___ GIVEN PASSAGE
"Overall it seems that, while meat-eaters are charged with inhumane levels of cruelty towards animals, the charge faced by early vegans is predominantly their inability to make veganism palatable"BBC

It’s 2067 and the consumption of meat and other animal products is outlawed. While young people inhabit an Eden-like earthly paradise of fresh air and fruit, the older generations have been stigmatised, as society is unable to forgive its own carnivorous past. Luckily for us, however, in this future Simon Amstell has made a documentary: Carnage: Swallowing the Past, charting the rise of veganism and explaining the so-called ‘Carnist’ ways to a new world which condemns them. It is not only the positioning of 2017 as the midpoint of this timeline that cleverly points to the programme’s own relevance. In recent years, veganism has passed from a rarity to an Instagram-fuelled trend, to now simply commonplace and unremarkable among students. My college JCR has campaigned for meat-free Mondays in the buttery and recently announced that once a week the formal menu will be vegan. Far from the hysteria of Black Mirror, a cynic might say that Amstell is merely employing reductio ad absurdum in his vision for the next 60 years.
______
___ RECORDS SUPPLIED
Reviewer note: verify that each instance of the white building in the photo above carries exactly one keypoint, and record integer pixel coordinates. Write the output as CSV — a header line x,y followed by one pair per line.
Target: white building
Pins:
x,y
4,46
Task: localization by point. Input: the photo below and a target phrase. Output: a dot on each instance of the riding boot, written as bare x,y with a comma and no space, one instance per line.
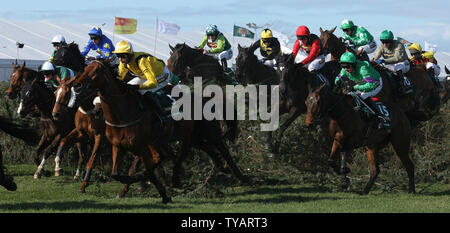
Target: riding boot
382,114
228,73
403,89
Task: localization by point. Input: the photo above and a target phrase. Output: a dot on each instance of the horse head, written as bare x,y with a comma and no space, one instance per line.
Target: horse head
______
OBJECTIVE: Continue the review of Simon Amstell's documentary on veganism, starting right after its last sentence.

OUTPUT:
With the pseudo-hindsight of history, today’s carnivorous norms seem dubious. While future generations’ inability to stomach a virtual reality reconstruction of meat-eating is unconvincing, a commentary on the early 21st century’s sexualisation of dairy products succeeds in showing the perverseness of clips of music videos in which singers pour milk on themselves, or Kim Kardashian’s sensuous yoghurt adverts, for example. Our treatment of animals and their produce is most directly called into question by the interspersed clips of cows being shot in the head, pigs bloodily slaughtered and chicken cramped in battery farms – scenes which are unambiguously anti-carnism.

“In recent years, veganism has passed from a rarity to an Instagram-fuelled trend, to now simply commonplace and unremarkable among students”

In an interview with VICE, Amstell explains: “If at any point Carnage became on paper preachy or annoying, we made sure something really funny was really near to that bit so people would be laughing rather than feeling judged.” Despite Amstell’s reservation, Carnage has been happily received by reviewers as a clever piece of pro-vegan propaganda. PETA recently published an article praising the programme and a website called www.obviouslyvegan.com waxes lyrically that Carnage is “about the absurdity of consuming animal products”.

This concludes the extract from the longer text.